Exercise - For the records that follow, please set down exactly the lines between the one holding "like [(358, 262)]." and the one holding "like [(237, 267)].", inclusive, and only those.

********

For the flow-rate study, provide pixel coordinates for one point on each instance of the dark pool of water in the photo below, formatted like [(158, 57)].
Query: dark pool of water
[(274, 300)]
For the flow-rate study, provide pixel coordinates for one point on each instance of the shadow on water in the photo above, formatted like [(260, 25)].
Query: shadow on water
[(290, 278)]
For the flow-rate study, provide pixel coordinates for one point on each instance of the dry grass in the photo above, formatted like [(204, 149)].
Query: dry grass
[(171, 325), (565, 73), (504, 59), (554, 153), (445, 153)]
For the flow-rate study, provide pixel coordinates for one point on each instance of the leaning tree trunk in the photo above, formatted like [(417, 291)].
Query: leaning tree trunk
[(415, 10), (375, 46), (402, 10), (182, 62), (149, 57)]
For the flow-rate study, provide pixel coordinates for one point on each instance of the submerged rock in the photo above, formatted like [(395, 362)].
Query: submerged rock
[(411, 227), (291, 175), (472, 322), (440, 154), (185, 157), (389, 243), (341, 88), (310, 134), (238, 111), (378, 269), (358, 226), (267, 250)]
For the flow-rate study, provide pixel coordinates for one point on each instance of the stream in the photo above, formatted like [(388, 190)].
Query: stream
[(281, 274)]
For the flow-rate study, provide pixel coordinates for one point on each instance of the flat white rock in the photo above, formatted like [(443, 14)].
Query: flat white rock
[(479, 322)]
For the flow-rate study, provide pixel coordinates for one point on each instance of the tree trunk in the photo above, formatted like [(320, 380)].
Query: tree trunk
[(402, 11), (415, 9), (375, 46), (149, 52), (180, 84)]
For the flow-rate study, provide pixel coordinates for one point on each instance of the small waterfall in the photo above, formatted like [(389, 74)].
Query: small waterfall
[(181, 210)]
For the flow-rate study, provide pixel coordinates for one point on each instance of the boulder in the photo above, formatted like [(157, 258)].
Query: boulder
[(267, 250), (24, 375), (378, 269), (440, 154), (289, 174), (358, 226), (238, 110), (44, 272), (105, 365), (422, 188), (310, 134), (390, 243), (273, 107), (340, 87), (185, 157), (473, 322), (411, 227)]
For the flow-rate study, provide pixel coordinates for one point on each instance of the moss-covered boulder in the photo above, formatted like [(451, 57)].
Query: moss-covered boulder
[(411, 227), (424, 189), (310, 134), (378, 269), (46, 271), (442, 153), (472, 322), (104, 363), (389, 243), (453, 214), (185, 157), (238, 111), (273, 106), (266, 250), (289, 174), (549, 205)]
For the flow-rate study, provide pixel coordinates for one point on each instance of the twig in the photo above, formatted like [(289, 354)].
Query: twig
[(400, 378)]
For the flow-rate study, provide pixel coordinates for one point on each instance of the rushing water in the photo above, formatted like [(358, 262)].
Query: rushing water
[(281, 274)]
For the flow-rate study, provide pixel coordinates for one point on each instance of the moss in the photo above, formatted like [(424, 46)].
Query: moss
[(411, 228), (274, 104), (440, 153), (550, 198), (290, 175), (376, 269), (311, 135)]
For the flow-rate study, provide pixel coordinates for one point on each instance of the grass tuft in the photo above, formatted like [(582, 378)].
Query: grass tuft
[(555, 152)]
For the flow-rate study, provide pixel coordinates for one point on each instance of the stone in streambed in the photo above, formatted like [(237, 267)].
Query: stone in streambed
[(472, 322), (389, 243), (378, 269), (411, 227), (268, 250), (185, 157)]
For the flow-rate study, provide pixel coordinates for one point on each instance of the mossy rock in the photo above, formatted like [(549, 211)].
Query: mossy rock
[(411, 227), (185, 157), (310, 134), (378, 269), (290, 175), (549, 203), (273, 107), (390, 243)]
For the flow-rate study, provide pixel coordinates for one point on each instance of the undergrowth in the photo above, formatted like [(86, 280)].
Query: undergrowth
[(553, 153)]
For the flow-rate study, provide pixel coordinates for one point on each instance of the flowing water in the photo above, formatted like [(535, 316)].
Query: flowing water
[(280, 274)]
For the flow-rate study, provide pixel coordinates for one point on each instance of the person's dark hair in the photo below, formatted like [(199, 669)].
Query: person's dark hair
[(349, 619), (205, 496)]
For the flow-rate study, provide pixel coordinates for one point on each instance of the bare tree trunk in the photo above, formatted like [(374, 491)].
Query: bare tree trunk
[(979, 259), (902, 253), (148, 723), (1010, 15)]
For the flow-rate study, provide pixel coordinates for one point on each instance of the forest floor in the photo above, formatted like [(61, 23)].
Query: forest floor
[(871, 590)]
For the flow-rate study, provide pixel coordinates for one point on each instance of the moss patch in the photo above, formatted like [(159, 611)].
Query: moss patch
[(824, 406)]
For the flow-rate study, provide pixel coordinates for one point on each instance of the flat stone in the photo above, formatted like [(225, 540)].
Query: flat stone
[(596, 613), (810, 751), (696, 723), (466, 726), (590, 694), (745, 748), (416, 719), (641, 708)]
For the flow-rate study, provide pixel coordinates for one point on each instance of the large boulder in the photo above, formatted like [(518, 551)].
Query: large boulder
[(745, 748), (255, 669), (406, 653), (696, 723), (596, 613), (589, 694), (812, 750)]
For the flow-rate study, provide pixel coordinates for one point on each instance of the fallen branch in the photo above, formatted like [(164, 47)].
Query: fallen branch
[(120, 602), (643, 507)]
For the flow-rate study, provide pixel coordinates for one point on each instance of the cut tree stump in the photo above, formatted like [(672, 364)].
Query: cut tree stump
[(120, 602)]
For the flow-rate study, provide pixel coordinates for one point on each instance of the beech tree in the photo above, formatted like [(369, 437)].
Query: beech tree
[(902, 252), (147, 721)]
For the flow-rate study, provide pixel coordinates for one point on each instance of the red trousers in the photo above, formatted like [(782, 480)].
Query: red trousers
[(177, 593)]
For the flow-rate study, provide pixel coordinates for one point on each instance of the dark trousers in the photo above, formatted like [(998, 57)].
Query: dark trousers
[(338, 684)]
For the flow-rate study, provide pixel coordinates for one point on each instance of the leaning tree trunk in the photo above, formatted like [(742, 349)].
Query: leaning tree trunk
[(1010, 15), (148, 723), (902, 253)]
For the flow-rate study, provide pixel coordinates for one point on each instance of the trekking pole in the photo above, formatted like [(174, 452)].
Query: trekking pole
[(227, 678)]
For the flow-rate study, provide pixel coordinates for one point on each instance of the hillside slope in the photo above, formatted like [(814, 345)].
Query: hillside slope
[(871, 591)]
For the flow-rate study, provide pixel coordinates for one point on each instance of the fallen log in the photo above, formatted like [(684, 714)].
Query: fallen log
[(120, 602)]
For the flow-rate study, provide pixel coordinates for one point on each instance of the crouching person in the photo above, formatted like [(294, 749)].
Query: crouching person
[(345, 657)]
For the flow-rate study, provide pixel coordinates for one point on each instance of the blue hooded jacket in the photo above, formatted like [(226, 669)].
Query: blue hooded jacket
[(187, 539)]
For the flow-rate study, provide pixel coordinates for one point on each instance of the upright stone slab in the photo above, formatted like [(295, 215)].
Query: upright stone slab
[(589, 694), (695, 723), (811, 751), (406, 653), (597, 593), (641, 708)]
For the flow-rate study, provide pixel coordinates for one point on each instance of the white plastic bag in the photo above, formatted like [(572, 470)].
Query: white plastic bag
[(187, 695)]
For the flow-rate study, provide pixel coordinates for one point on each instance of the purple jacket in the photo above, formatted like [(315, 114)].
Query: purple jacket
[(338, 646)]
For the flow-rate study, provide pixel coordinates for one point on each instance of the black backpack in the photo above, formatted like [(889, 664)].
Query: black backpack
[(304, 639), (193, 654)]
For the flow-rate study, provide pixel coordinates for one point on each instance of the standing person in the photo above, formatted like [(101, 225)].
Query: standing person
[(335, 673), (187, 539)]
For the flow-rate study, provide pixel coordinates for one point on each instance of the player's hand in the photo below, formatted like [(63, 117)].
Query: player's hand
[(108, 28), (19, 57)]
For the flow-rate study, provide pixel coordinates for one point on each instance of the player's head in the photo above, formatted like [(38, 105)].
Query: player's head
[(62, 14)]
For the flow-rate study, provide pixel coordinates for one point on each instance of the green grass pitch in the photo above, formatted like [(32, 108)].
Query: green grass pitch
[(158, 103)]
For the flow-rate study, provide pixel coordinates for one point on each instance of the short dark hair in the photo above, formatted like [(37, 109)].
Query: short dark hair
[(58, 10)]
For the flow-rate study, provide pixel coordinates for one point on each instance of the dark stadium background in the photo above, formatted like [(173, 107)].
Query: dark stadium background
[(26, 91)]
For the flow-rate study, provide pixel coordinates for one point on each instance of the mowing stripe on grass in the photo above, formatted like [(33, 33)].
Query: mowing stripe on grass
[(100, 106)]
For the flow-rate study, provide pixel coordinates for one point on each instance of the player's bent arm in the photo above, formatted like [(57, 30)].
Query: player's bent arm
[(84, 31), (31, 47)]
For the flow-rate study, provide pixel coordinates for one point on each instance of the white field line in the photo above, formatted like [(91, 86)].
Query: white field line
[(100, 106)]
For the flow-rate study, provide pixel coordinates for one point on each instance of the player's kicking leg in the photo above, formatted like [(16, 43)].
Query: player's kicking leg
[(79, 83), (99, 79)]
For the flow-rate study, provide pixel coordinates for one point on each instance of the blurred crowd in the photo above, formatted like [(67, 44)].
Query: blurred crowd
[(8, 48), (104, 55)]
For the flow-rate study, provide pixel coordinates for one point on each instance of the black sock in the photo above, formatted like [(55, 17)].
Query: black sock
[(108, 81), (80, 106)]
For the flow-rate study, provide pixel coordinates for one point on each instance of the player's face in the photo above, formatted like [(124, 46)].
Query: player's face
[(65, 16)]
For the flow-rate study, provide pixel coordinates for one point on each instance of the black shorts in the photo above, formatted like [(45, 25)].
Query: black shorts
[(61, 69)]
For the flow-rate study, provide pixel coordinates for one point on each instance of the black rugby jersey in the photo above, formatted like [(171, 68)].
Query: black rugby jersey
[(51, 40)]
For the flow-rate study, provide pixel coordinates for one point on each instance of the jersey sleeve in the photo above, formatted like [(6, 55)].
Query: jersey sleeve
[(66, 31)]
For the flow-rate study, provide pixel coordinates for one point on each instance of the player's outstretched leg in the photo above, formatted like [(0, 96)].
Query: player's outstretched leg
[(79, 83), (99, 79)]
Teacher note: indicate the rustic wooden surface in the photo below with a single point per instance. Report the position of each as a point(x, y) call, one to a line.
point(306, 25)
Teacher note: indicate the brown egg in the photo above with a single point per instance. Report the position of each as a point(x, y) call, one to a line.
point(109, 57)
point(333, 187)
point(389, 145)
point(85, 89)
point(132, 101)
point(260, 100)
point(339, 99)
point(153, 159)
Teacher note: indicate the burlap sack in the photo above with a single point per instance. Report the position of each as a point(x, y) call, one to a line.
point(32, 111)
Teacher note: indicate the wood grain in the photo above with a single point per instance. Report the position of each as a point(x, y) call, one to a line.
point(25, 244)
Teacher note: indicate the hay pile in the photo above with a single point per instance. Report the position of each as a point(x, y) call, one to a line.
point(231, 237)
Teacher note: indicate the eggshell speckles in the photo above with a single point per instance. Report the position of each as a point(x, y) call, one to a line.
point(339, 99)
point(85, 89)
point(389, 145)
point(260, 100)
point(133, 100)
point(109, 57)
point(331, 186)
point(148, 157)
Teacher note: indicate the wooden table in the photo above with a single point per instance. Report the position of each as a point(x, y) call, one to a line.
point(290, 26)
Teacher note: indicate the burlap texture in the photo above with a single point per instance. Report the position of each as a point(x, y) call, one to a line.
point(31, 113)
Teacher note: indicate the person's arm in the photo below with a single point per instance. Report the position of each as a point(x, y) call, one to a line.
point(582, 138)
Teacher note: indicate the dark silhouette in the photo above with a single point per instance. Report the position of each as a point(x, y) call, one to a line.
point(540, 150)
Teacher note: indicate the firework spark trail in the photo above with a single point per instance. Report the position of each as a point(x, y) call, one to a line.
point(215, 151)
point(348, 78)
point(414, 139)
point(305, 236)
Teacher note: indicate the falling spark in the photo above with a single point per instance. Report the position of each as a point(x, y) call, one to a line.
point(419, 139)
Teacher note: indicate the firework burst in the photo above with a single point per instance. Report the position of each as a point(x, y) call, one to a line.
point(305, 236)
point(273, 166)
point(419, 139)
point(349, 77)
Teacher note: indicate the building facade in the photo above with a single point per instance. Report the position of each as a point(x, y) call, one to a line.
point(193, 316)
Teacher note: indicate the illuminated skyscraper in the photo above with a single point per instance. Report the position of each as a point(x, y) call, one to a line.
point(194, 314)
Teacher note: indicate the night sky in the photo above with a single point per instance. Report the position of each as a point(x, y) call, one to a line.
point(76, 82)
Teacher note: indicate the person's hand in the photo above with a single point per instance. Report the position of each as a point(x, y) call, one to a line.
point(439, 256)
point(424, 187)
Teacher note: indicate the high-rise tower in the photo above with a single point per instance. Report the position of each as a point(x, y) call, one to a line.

********

Written answer -
For the flow-rate study, provide pixel coordinates for one point on each instance of the rushing water in the photo above, formatted like [(358, 262)].
Query: rushing water
[(281, 274)]
For the flow-rate study, provide pixel coordinates for one point on each instance of the moss in the photo above, formatted like [(424, 46)].
Query: moss
[(411, 228), (274, 104), (440, 153), (550, 198), (290, 175), (376, 269), (311, 135)]
For the flow-rate study, provide pixel coordinates for one point on each instance of the grass tuft in the photo above, formatted like [(582, 378)].
Query: grass tuft
[(555, 152)]
For the flow-rate study, provide pixel coordinates for one point on each instance of the stone in streambed in the photo above, formatted like [(237, 267)].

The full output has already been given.